(Instructions to follow):
Count the lines in the records below that contain the string "sidewalk", treating uppercase and lowercase as different, and reply with the number alone.

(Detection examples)
==========
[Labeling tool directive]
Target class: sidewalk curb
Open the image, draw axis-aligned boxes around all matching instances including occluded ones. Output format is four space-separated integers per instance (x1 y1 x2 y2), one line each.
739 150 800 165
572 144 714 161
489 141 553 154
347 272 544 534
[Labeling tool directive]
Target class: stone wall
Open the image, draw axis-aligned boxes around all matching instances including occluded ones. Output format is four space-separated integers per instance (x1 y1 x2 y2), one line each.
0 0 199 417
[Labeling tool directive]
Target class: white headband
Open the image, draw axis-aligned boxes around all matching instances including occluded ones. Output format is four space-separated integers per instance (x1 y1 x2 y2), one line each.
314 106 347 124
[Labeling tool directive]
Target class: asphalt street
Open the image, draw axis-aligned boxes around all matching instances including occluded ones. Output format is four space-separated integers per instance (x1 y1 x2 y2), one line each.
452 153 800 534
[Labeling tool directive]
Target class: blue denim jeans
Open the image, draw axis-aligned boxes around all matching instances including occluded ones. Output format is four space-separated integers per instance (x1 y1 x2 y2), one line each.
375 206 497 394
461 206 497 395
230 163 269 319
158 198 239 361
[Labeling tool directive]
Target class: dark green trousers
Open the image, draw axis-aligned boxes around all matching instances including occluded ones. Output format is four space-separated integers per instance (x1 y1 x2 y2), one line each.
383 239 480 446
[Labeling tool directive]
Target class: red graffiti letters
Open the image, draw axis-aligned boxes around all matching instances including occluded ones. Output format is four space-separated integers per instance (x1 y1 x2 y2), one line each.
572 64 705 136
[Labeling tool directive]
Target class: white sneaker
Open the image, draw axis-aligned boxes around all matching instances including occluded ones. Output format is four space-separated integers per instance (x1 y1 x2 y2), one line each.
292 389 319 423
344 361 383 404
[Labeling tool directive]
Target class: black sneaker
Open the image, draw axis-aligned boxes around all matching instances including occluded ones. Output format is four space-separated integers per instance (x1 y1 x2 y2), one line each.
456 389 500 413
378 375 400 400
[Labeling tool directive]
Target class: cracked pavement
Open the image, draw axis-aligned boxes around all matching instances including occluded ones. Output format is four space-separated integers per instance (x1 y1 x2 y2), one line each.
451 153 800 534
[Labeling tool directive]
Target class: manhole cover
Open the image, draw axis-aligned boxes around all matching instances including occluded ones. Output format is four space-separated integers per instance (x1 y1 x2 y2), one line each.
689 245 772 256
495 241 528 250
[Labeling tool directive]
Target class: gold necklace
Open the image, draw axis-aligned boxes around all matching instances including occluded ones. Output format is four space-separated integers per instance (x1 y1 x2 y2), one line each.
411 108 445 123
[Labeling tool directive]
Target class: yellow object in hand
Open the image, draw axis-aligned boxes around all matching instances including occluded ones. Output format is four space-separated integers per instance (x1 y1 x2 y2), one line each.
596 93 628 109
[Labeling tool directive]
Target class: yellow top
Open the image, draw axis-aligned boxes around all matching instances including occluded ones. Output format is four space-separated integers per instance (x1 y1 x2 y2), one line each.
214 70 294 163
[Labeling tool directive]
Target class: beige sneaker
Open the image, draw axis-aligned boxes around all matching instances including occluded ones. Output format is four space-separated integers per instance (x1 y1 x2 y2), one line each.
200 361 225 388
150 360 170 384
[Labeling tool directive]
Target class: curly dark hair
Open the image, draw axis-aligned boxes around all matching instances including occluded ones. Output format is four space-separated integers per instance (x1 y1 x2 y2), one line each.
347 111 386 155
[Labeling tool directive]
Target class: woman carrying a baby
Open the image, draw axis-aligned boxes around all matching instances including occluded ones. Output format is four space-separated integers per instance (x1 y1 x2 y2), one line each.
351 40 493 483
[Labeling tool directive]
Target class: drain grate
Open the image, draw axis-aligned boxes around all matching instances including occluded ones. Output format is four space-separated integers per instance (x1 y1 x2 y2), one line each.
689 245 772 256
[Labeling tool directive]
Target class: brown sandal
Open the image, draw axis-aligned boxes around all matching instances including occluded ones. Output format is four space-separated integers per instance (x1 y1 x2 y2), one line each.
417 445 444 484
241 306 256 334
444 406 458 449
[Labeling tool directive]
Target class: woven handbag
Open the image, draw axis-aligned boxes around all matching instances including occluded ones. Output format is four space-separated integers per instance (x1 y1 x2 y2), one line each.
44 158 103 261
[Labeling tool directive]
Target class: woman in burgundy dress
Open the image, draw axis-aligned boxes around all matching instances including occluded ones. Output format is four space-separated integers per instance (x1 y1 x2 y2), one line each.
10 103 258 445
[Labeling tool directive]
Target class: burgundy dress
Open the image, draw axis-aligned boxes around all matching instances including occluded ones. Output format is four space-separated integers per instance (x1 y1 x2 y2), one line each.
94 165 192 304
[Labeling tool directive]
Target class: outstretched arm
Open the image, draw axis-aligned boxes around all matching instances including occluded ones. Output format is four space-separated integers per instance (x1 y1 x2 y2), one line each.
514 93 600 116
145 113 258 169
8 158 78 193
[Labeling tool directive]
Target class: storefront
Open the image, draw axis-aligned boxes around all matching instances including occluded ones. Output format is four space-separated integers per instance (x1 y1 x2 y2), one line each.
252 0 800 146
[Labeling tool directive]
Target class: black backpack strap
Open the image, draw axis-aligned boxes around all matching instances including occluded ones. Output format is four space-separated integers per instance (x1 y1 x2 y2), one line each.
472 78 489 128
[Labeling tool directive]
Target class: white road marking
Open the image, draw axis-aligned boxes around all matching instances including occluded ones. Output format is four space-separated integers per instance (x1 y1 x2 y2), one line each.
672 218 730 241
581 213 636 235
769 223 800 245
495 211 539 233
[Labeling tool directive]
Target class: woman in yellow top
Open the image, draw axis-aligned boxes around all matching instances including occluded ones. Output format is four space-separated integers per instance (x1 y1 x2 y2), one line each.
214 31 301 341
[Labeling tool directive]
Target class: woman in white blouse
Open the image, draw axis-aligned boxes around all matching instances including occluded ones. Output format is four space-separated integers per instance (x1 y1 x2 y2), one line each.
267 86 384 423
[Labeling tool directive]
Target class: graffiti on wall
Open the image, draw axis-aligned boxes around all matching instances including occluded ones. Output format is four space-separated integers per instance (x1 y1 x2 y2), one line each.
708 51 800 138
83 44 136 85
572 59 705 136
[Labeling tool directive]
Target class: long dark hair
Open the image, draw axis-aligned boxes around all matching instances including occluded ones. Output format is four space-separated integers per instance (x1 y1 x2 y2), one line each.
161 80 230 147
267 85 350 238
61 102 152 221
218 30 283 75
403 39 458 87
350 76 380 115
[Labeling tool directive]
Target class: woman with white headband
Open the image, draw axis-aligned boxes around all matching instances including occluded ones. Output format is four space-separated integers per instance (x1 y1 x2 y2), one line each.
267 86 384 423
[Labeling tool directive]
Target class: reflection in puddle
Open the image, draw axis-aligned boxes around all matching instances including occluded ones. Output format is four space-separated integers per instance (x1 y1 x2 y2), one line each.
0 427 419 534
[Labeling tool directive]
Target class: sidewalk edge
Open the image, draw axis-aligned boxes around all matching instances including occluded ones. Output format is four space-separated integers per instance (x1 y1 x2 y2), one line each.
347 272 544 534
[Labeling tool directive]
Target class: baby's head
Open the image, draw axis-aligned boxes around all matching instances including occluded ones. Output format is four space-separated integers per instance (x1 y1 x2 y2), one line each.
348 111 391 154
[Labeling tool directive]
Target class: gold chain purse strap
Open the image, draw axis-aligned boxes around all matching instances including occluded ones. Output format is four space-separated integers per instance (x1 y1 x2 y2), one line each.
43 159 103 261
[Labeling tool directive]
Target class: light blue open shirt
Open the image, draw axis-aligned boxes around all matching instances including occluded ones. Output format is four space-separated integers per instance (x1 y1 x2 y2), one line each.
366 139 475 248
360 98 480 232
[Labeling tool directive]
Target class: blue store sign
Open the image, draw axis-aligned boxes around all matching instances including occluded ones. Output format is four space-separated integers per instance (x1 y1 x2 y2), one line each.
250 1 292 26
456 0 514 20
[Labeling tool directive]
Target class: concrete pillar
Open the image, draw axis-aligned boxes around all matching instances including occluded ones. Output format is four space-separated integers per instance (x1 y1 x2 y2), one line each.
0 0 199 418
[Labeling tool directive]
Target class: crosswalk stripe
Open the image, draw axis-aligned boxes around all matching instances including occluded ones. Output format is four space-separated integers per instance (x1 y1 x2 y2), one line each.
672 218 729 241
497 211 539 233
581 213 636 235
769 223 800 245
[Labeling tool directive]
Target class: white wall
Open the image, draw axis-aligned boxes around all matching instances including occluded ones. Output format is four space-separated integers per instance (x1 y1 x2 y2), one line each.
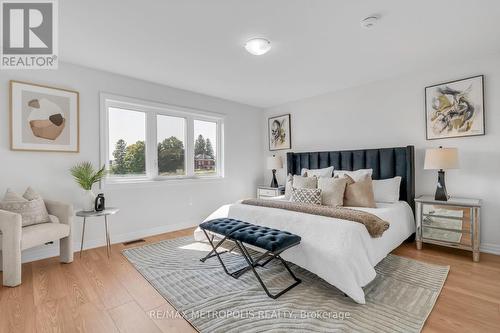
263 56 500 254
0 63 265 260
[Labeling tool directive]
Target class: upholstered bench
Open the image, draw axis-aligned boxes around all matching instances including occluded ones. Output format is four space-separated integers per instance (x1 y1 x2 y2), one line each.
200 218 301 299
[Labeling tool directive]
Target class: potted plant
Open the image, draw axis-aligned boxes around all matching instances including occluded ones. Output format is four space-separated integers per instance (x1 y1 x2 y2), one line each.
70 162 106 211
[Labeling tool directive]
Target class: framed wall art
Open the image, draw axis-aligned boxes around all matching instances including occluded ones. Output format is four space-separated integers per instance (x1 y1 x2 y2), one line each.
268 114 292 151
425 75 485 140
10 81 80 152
==========
(Solution to the exercise):
2